**Selected excerpt**:
◇ ◇ ◇

I know that this is late in the game but I would have shared it early on if I had thought of it back then. I have been considering how I can improve my existing track system with a focus on keeping it modular. Below are some renderings of a design that I feel might work for me. Each track section is comprised of laminated plywood that will be glued together using epoxy based resin with approximately 1/8" resin and fiberglass coating the exterior of the track. This should result in a very strong track that is resistant to bending/flexing, humidity and direct contact with water. Also, where necessary, anchors can be permanently embedded into the track for easy installation and removal.

The aluminum voltage transmission lines/sheet metal is located on the lower half of the track which is similar to what I did with my previous track system but in this iteration, the aluminum sheet metal is wrapped around the ends and into a cavity that will ensure that connections between track sections maintain a very good connection in terms of voltage transmission.

A small section of track that has aluminum sheet metal on both sides of it's walls will be fitted inside the cavity at both ends of the track and will act as a point of connection for each track section. Doing this will provide a longer section of voltage transmission sheet metal that will come in contact with the next section ensuring a very reliable electrical connection.

Take a look and let me know what you think. Also, Thanks to Haunted Engineer for turning me on to some 3D rendering software. The below renderings are a result of his recommendations.


----------



## maguiar (Jan 4, 2016)

SedgewickHotel said:


> With that decision made, I moved onto the pickups. I tried one method, where I mounted springed hinges right behind the front guide wheels, but I bent them all to hell when I tried lifting my car onto the track. The only way this method was going to be reliable is if I could invent a way to always "thread" the car onto the track, instead of lifting it on and off, but the work involved in that scared me away from that method.
> 
> My second attempt at the pickups was trying to copy the method used by maguiar, with spinged hinges trailing the car. But instead of using math and physics, I just eyeballed everything and I failed miserably, as the mounts got stuck in corners - among other issues.
> 
> At this point, I was ready to give up yet again before deciding to try my original plan of using looped spings, like Don O'Neil did. I only have one side done, but it LOOKS like this solution is finally going to work. But I'm at my wits end, so if this doesn't go relatively smoothly from here on out, I'm going to switch to battery power.


We have the same turning radius on our tracks which is 2'. I can provide some measurements if you like.

Also, I had the same problem with putting the car on the track, I too bent the pick-ups a couple of times. I ended up putting a piece of wood between the pick-ups that would be pushed away as I laid the car down onto the track. This worked very well and I had no further issues, even when doing it by myself.


----------



## SedgewickHotel (Nov 3, 2014)

maguiar said:


> I know that this is late in the game but I would have shared it early on if I had thought of it back then. I have been considering how I can improve my existing track system with a focus on keeping it modular. Below are some renderings of a design that I feel might work for me. Each track section is comprised of laminated plywood that will be glued together using epoxy based resin with approximately 1/8" resin and fiberglass coating the exterior of the track. This should result in a very strong track that is resistant to bending/flexing, humidity and direct contact with water. Also, where necessary, anchors can be permanently embedded into the track for easy installation and removal.

◇ ◇ ◇

**Given instruction 1**: According to the track thread, what turning radius do both posters' tracks share?
**Given instruction 2**: Copy the passage from the track thread, beginning at the words "Also, I had" and stopping after "it by myself.".

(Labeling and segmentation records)
◇ ◇ ◇

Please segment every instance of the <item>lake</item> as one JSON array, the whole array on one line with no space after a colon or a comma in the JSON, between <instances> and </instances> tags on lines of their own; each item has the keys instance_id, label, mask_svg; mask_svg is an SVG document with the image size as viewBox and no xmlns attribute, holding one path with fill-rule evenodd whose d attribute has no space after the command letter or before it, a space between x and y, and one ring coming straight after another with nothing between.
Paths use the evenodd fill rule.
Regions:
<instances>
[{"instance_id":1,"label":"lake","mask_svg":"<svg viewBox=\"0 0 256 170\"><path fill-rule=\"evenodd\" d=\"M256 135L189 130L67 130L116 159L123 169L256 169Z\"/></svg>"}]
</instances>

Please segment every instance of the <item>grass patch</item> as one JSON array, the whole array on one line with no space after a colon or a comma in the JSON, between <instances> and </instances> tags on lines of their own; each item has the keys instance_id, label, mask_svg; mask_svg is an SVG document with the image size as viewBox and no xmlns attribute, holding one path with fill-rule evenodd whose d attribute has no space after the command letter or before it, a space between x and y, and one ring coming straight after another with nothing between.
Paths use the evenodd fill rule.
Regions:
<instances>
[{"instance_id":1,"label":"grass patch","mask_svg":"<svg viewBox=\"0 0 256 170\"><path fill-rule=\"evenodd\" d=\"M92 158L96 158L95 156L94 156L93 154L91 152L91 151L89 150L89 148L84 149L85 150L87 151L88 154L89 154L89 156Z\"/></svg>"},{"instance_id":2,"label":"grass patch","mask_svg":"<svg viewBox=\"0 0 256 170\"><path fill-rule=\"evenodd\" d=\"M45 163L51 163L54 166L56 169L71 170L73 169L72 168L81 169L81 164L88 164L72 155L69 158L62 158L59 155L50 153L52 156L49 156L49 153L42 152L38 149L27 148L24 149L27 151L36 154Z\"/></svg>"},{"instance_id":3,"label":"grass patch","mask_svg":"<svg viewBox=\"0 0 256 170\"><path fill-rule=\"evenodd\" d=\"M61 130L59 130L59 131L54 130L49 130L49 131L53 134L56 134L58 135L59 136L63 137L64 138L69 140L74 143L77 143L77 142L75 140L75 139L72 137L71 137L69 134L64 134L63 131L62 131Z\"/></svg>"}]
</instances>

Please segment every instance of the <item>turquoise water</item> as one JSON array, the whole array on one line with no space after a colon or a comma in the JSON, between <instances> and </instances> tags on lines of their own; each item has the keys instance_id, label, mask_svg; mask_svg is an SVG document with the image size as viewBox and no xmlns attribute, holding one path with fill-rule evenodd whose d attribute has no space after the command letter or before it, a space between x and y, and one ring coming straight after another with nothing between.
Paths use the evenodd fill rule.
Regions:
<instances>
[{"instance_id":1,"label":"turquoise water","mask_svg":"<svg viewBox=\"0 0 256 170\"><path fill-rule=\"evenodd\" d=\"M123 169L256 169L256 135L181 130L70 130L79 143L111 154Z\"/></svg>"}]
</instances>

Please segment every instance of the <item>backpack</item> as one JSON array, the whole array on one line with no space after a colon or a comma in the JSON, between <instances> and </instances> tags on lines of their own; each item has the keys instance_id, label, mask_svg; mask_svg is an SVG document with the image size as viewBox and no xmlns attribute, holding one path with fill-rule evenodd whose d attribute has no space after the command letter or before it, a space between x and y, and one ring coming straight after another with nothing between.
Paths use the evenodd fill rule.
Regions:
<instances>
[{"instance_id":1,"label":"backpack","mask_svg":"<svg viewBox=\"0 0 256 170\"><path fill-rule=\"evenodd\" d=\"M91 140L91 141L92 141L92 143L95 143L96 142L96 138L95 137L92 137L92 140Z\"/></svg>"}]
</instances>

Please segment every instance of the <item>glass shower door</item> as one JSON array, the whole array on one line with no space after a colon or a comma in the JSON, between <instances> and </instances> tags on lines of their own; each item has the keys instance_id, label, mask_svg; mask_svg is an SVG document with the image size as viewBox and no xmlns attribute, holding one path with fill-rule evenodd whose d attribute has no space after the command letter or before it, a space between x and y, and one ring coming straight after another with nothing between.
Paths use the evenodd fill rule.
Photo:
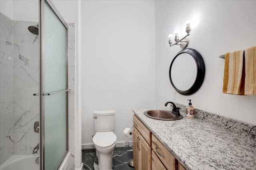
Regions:
<instances>
[{"instance_id":1,"label":"glass shower door","mask_svg":"<svg viewBox=\"0 0 256 170\"><path fill-rule=\"evenodd\" d=\"M68 25L51 1L40 10L41 169L54 170L68 149Z\"/></svg>"}]
</instances>

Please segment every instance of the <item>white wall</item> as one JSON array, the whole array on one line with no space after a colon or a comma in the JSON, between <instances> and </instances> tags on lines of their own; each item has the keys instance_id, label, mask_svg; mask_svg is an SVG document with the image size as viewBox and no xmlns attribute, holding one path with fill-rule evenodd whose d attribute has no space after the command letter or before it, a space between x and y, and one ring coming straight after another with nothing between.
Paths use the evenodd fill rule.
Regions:
<instances>
[{"instance_id":1,"label":"white wall","mask_svg":"<svg viewBox=\"0 0 256 170\"><path fill-rule=\"evenodd\" d=\"M13 20L38 21L38 0L13 1Z\"/></svg>"},{"instance_id":2,"label":"white wall","mask_svg":"<svg viewBox=\"0 0 256 170\"><path fill-rule=\"evenodd\" d=\"M132 109L154 107L153 1L82 2L82 145L92 144L93 111L116 111L118 142Z\"/></svg>"},{"instance_id":3,"label":"white wall","mask_svg":"<svg viewBox=\"0 0 256 170\"><path fill-rule=\"evenodd\" d=\"M158 0L155 5L156 106L168 101L187 105L186 100L192 99L196 108L256 124L256 96L222 93L224 61L218 57L256 45L256 1ZM195 94L177 93L175 100L169 68L181 49L169 47L168 36L176 29L184 35L185 21L195 17L199 22L192 28L188 47L196 49L204 58L204 80Z\"/></svg>"}]
</instances>

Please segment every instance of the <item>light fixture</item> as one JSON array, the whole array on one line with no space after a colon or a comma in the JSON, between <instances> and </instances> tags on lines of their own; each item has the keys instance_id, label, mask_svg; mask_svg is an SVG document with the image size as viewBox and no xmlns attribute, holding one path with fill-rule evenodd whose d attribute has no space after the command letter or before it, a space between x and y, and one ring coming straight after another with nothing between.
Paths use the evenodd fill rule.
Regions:
<instances>
[{"instance_id":1,"label":"light fixture","mask_svg":"<svg viewBox=\"0 0 256 170\"><path fill-rule=\"evenodd\" d=\"M169 34L168 37L169 37L169 44L170 44L170 47L172 47L174 45L179 45L182 49L184 49L188 47L188 43L189 43L189 39L187 37L190 35L190 33L191 31L191 27L190 27L191 23L191 21L190 20L188 20L185 22L186 26L186 32L187 33L187 35L180 39L179 37L179 31L178 30L175 30L174 31L175 43L172 43L172 37L173 37L172 34ZM180 43L178 44L179 43Z\"/></svg>"}]
</instances>

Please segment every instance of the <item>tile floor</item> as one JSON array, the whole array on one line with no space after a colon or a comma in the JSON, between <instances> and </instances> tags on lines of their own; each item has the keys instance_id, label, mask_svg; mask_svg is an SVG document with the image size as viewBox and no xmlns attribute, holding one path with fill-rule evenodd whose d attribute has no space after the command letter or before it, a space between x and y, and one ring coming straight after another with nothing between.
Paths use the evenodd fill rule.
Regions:
<instances>
[{"instance_id":1,"label":"tile floor","mask_svg":"<svg viewBox=\"0 0 256 170\"><path fill-rule=\"evenodd\" d=\"M113 170L133 170L128 162L133 157L132 147L116 147L113 153ZM82 162L84 170L98 170L98 158L95 149L82 150Z\"/></svg>"}]
</instances>

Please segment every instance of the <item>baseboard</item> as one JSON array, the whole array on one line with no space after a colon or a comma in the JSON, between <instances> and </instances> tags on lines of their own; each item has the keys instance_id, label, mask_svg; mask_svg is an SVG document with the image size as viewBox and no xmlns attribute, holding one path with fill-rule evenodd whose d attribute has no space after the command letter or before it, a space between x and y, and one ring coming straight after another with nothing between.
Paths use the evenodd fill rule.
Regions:
<instances>
[{"instance_id":1,"label":"baseboard","mask_svg":"<svg viewBox=\"0 0 256 170\"><path fill-rule=\"evenodd\" d=\"M133 142L120 142L116 143L116 147L124 147L126 146L126 143L128 143L129 146L130 147L132 147L133 146ZM82 144L82 149L93 149L95 148L94 144Z\"/></svg>"},{"instance_id":2,"label":"baseboard","mask_svg":"<svg viewBox=\"0 0 256 170\"><path fill-rule=\"evenodd\" d=\"M81 164L81 166L78 168L76 168L76 170L82 170L83 169L83 164Z\"/></svg>"}]
</instances>

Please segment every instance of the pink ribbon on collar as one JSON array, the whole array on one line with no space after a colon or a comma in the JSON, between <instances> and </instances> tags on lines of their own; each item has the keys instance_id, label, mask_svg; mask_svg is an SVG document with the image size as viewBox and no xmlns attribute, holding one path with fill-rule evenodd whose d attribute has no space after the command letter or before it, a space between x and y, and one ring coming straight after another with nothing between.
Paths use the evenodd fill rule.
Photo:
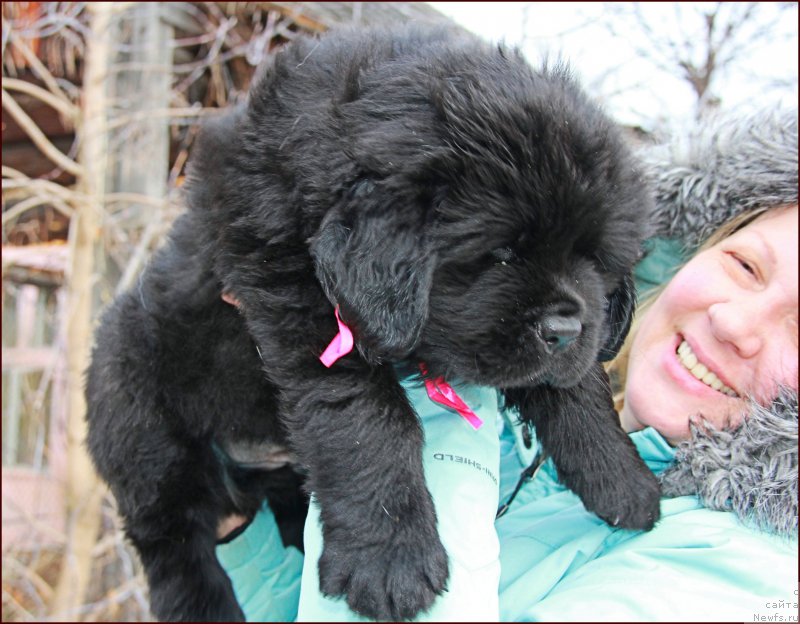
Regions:
<instances>
[{"instance_id":1,"label":"pink ribbon on collar","mask_svg":"<svg viewBox=\"0 0 800 624\"><path fill-rule=\"evenodd\" d=\"M419 368L423 375L428 372L424 364L420 364ZM455 410L464 420L472 425L472 428L476 431L483 425L483 421L470 409L469 405L464 403L463 399L456 394L456 391L444 380L444 377L437 377L436 379L429 379L426 377L425 390L427 390L428 397L431 401Z\"/></svg>"},{"instance_id":2,"label":"pink ribbon on collar","mask_svg":"<svg viewBox=\"0 0 800 624\"><path fill-rule=\"evenodd\" d=\"M339 307L336 307L336 322L339 324L339 333L337 333L331 343L319 356L319 361L322 362L326 368L333 366L333 363L339 358L344 357L353 350L353 332L344 324L339 317Z\"/></svg>"}]
</instances>

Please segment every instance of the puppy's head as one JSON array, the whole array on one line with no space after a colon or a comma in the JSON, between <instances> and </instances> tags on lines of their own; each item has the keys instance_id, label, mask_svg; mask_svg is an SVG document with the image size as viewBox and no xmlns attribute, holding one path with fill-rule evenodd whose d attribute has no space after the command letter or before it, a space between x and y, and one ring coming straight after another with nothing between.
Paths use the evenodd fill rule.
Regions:
<instances>
[{"instance_id":1,"label":"puppy's head","mask_svg":"<svg viewBox=\"0 0 800 624\"><path fill-rule=\"evenodd\" d=\"M479 44L426 62L402 117L348 102L361 173L312 242L321 282L374 360L577 383L627 333L650 211L619 130L563 68Z\"/></svg>"}]
</instances>

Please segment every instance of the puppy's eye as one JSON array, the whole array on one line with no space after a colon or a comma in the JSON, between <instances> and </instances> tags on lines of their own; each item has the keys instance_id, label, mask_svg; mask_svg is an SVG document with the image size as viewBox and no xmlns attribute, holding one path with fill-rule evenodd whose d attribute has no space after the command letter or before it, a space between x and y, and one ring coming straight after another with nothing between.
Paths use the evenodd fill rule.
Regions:
<instances>
[{"instance_id":1,"label":"puppy's eye","mask_svg":"<svg viewBox=\"0 0 800 624\"><path fill-rule=\"evenodd\" d=\"M375 188L375 183L369 179L360 179L357 180L355 184L350 188L350 196L351 197L364 197L365 195L369 195Z\"/></svg>"},{"instance_id":2,"label":"puppy's eye","mask_svg":"<svg viewBox=\"0 0 800 624\"><path fill-rule=\"evenodd\" d=\"M497 264L507 264L516 260L517 254L514 253L511 247L499 247L492 251L492 258Z\"/></svg>"}]
</instances>

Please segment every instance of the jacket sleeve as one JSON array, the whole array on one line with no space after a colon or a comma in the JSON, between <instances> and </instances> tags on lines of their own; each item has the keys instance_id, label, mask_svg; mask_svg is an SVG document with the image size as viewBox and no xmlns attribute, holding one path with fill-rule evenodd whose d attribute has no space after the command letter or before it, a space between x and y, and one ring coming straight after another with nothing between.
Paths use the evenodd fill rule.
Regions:
<instances>
[{"instance_id":1,"label":"jacket sleeve","mask_svg":"<svg viewBox=\"0 0 800 624\"><path fill-rule=\"evenodd\" d=\"M650 533L612 533L601 554L536 601L505 608L525 621L797 621L797 541L748 529L728 512L665 500ZM542 562L546 565L546 561ZM538 574L546 575L541 565ZM536 582L531 579L531 582ZM519 595L513 600L519 601ZM524 600L522 601L524 603ZM503 619L506 619L505 617Z\"/></svg>"}]
</instances>

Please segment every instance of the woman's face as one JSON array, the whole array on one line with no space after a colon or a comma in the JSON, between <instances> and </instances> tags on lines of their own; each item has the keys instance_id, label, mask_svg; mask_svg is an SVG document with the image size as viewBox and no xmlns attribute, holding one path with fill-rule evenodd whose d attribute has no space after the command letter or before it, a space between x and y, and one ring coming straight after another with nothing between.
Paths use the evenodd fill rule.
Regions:
<instances>
[{"instance_id":1,"label":"woman's face","mask_svg":"<svg viewBox=\"0 0 800 624\"><path fill-rule=\"evenodd\" d=\"M672 278L631 346L627 431L677 444L693 416L736 425L748 395L797 389L797 236L797 206L767 213Z\"/></svg>"}]
</instances>

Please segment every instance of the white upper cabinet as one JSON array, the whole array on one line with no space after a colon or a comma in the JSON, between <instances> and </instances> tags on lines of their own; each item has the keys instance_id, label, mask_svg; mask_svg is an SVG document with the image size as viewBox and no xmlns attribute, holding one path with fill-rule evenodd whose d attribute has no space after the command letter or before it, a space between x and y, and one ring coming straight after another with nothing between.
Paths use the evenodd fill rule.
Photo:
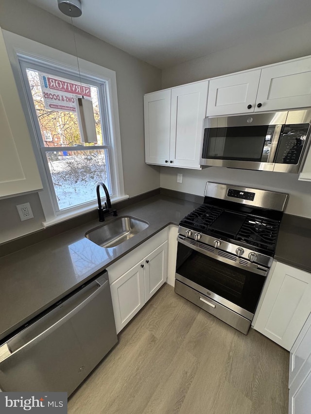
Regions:
<instances>
[{"instance_id":1,"label":"white upper cabinet","mask_svg":"<svg viewBox=\"0 0 311 414\"><path fill-rule=\"evenodd\" d=\"M209 81L207 116L254 112L260 69Z\"/></svg>"},{"instance_id":2,"label":"white upper cabinet","mask_svg":"<svg viewBox=\"0 0 311 414\"><path fill-rule=\"evenodd\" d=\"M147 164L201 168L208 87L206 81L145 95Z\"/></svg>"},{"instance_id":3,"label":"white upper cabinet","mask_svg":"<svg viewBox=\"0 0 311 414\"><path fill-rule=\"evenodd\" d=\"M290 350L311 312L311 274L277 263L254 328Z\"/></svg>"},{"instance_id":4,"label":"white upper cabinet","mask_svg":"<svg viewBox=\"0 0 311 414\"><path fill-rule=\"evenodd\" d=\"M173 166L200 168L208 86L207 81L172 90L170 163Z\"/></svg>"},{"instance_id":5,"label":"white upper cabinet","mask_svg":"<svg viewBox=\"0 0 311 414\"><path fill-rule=\"evenodd\" d=\"M170 158L171 90L144 97L146 162L163 165Z\"/></svg>"},{"instance_id":6,"label":"white upper cabinet","mask_svg":"<svg viewBox=\"0 0 311 414\"><path fill-rule=\"evenodd\" d=\"M42 188L0 28L0 197Z\"/></svg>"},{"instance_id":7,"label":"white upper cabinet","mask_svg":"<svg viewBox=\"0 0 311 414\"><path fill-rule=\"evenodd\" d=\"M311 106L311 58L262 69L255 111L307 106Z\"/></svg>"},{"instance_id":8,"label":"white upper cabinet","mask_svg":"<svg viewBox=\"0 0 311 414\"><path fill-rule=\"evenodd\" d=\"M311 106L311 57L209 81L207 116Z\"/></svg>"}]
</instances>

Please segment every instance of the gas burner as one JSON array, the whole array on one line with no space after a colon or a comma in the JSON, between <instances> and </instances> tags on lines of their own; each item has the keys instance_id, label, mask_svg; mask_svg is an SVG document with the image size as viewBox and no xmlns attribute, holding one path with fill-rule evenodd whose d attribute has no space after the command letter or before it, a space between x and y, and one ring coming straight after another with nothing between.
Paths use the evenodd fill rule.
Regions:
<instances>
[{"instance_id":1,"label":"gas burner","mask_svg":"<svg viewBox=\"0 0 311 414\"><path fill-rule=\"evenodd\" d=\"M223 211L214 206L202 204L186 215L180 224L195 230L206 231Z\"/></svg>"},{"instance_id":2,"label":"gas burner","mask_svg":"<svg viewBox=\"0 0 311 414\"><path fill-rule=\"evenodd\" d=\"M237 240L260 248L274 251L279 222L267 218L247 216L237 236Z\"/></svg>"}]
</instances>

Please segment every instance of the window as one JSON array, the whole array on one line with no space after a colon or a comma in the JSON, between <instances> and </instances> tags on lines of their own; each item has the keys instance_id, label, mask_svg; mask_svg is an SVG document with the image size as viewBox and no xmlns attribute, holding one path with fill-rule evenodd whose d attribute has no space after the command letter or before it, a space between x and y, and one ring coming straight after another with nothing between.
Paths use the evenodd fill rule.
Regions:
<instances>
[{"instance_id":1,"label":"window","mask_svg":"<svg viewBox=\"0 0 311 414\"><path fill-rule=\"evenodd\" d=\"M29 42L36 48L42 46ZM47 47L44 49L45 51ZM51 50L63 58L69 57L72 62L72 56ZM41 175L44 176L44 191L39 195L49 222L47 225L61 221L57 217L93 209L99 181L105 184L113 200L127 198L122 176L119 118L115 112L115 73L81 59L80 67L84 63L87 69L86 73L82 70L80 75L76 68L66 62L52 61L48 56L41 59L18 51L15 56L27 95L26 115L30 116L27 120L34 130L34 149ZM77 98L92 103L94 133L88 140L83 135L78 116Z\"/></svg>"},{"instance_id":2,"label":"window","mask_svg":"<svg viewBox=\"0 0 311 414\"><path fill-rule=\"evenodd\" d=\"M20 62L55 212L95 200L98 181L114 195L105 110L106 81L88 78L79 82L65 69L58 68L56 73L42 63L22 58ZM92 142L84 142L77 116L76 98L82 97L93 104L96 135Z\"/></svg>"}]
</instances>

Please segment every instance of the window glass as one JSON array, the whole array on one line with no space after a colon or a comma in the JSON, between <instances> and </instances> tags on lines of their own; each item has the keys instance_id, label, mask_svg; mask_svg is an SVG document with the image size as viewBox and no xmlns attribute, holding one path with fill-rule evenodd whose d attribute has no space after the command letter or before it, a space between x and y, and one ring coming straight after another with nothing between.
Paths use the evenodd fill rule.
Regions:
<instances>
[{"instance_id":1,"label":"window glass","mask_svg":"<svg viewBox=\"0 0 311 414\"><path fill-rule=\"evenodd\" d=\"M104 136L100 94L104 88L26 69L37 123L37 135L56 211L96 199L96 184L112 194L109 146ZM88 142L77 116L76 98L91 100L96 134ZM102 101L104 97L102 97Z\"/></svg>"}]
</instances>

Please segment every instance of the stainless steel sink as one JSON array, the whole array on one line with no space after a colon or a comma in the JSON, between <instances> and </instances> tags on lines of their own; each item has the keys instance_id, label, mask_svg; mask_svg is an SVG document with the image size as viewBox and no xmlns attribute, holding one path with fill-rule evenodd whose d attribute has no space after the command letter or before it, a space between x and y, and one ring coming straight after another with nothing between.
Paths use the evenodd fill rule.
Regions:
<instances>
[{"instance_id":1,"label":"stainless steel sink","mask_svg":"<svg viewBox=\"0 0 311 414\"><path fill-rule=\"evenodd\" d=\"M146 221L135 217L118 217L87 232L86 237L102 247L114 247L147 229L149 225Z\"/></svg>"}]
</instances>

◇ ◇ ◇

**Correct response 1**: 2 feet.

**Correct response 2**:
Also, I had the same problem with putting the car on the track, I too bent the pick-ups a couple of times. I ended up putting a piece of wood between the pick-ups that would be pushed away as I laid the car down onto the track. This worked very well and I had no further issues, even when doing it by myself.